**Brief**. Identify every line of the data below that contains the word "walking", and copy each such line in full. Case counts.

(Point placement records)

──────

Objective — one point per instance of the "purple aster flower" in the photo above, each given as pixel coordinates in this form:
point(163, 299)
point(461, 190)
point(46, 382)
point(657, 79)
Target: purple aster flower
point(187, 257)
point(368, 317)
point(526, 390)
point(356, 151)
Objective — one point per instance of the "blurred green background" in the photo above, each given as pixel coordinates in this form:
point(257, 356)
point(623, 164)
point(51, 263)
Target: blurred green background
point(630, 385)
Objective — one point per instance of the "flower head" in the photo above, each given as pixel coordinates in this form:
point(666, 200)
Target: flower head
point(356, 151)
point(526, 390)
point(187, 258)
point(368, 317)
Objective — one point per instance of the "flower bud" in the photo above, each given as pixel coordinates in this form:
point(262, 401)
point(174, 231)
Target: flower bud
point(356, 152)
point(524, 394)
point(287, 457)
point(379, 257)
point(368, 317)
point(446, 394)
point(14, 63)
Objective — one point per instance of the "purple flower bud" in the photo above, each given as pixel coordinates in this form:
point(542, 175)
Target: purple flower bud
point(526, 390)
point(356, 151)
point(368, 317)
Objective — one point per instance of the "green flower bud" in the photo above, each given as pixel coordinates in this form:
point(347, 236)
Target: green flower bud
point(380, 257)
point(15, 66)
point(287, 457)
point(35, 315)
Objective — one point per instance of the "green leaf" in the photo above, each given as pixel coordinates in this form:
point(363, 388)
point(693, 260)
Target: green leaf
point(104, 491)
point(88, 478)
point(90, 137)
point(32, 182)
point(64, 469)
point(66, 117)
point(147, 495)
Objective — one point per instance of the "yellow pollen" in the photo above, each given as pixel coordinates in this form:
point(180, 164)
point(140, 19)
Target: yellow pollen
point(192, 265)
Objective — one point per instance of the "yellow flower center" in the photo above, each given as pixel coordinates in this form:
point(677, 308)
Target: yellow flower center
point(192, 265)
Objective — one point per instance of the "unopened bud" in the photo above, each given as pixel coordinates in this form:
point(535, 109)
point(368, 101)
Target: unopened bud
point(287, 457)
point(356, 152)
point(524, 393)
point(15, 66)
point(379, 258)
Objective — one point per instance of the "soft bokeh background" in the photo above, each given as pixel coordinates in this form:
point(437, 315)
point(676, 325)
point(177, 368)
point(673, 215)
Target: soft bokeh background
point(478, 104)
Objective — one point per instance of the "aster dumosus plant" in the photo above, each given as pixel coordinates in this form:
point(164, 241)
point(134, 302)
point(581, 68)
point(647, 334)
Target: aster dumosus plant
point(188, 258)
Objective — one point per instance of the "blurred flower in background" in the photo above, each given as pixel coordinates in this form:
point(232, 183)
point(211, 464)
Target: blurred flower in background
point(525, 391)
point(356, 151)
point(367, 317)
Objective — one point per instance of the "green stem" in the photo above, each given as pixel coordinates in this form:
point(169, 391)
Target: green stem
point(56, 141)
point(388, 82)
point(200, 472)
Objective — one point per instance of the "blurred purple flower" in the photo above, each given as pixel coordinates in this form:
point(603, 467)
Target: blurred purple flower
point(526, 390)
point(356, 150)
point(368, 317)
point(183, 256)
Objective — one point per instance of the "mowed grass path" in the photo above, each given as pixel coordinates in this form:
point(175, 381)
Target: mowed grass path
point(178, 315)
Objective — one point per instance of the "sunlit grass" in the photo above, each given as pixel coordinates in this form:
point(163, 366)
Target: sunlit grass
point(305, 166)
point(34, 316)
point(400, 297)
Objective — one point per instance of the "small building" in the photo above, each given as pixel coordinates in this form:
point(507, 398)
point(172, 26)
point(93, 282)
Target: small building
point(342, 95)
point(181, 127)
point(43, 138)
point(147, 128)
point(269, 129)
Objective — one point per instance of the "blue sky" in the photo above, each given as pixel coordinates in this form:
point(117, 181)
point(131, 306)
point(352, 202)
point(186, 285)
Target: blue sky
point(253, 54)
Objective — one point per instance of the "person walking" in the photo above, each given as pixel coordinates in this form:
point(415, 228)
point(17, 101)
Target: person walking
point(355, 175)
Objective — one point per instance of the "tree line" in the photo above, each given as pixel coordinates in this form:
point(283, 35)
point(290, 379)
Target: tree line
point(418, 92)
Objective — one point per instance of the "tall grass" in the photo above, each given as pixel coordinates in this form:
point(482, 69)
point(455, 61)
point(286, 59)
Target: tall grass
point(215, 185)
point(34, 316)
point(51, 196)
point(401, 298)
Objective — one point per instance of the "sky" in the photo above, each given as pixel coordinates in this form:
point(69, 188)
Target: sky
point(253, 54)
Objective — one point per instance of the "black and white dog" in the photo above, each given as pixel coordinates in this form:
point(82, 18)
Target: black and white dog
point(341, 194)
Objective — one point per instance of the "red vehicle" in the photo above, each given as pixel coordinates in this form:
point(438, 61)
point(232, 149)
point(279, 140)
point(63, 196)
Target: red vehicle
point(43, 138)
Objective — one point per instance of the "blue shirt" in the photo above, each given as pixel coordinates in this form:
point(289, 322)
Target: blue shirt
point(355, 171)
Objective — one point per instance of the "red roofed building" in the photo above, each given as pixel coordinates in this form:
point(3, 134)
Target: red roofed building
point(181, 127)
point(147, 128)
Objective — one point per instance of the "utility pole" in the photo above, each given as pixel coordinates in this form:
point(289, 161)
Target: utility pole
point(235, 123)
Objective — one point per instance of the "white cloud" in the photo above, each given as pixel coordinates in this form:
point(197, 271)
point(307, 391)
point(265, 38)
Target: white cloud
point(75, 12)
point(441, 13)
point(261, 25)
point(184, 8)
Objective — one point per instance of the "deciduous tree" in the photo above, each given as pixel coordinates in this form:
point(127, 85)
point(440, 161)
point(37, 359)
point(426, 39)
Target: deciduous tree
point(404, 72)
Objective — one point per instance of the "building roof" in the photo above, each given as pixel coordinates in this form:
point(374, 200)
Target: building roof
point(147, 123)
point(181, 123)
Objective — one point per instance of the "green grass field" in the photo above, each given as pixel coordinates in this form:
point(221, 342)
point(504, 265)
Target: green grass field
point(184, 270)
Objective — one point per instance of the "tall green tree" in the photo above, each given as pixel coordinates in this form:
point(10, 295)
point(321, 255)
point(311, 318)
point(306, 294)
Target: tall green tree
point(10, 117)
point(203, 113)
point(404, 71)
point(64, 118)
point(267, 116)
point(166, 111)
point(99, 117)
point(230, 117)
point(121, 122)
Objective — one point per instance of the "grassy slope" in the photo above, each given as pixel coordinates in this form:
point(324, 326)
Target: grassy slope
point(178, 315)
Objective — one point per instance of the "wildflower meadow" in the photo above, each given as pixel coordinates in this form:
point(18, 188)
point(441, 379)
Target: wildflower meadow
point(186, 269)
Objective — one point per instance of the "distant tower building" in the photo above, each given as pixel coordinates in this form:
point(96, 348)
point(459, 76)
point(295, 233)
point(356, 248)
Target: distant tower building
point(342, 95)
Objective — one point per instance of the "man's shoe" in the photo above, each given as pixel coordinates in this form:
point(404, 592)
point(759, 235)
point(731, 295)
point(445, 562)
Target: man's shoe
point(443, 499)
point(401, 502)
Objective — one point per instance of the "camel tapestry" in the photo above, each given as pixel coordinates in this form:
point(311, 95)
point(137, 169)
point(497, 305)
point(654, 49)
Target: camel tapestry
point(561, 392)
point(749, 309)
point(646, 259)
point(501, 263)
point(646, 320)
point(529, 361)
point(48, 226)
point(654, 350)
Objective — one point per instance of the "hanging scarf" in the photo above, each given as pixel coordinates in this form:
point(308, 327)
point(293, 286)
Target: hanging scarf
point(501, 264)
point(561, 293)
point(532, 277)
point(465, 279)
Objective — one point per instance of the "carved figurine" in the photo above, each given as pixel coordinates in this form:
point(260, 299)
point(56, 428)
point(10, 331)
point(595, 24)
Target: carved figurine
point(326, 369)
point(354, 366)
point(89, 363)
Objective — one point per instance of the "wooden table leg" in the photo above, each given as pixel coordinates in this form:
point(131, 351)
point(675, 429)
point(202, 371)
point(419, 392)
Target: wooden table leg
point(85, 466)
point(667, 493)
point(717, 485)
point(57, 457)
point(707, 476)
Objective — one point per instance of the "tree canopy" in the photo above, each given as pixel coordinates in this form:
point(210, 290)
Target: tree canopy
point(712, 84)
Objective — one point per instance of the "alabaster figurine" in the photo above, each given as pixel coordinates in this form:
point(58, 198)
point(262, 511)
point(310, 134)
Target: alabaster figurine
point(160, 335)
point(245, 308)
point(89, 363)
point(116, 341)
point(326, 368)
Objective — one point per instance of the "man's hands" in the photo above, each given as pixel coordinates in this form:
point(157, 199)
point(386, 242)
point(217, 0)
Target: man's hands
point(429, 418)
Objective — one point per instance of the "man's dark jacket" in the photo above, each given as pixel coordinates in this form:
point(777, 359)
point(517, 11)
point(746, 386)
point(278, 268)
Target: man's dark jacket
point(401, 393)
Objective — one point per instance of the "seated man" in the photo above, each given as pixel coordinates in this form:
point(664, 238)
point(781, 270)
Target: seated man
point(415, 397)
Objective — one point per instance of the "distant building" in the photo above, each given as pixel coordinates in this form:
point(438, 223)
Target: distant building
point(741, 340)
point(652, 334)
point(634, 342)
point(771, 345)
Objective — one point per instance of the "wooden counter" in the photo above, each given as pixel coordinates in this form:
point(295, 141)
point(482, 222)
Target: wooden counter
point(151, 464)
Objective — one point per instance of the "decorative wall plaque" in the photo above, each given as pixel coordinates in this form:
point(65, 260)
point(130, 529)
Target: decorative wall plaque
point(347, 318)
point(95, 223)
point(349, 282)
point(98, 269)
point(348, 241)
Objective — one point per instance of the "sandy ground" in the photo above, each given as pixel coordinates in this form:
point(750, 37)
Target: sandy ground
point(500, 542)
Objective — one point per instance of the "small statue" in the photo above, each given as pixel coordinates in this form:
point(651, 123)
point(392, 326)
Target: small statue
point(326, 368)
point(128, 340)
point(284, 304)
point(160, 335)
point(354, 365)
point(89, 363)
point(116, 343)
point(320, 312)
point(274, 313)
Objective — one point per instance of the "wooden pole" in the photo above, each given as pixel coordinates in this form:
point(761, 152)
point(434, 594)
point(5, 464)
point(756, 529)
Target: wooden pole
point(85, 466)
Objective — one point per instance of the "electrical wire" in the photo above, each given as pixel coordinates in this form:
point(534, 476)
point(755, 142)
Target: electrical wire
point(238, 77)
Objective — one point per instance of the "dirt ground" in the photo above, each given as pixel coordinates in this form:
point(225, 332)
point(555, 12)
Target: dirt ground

──────

**The solution**.
Objective — one point per instance of the "person walking" in the photo above, each given as pixel coordinates in this form:
Target: person walking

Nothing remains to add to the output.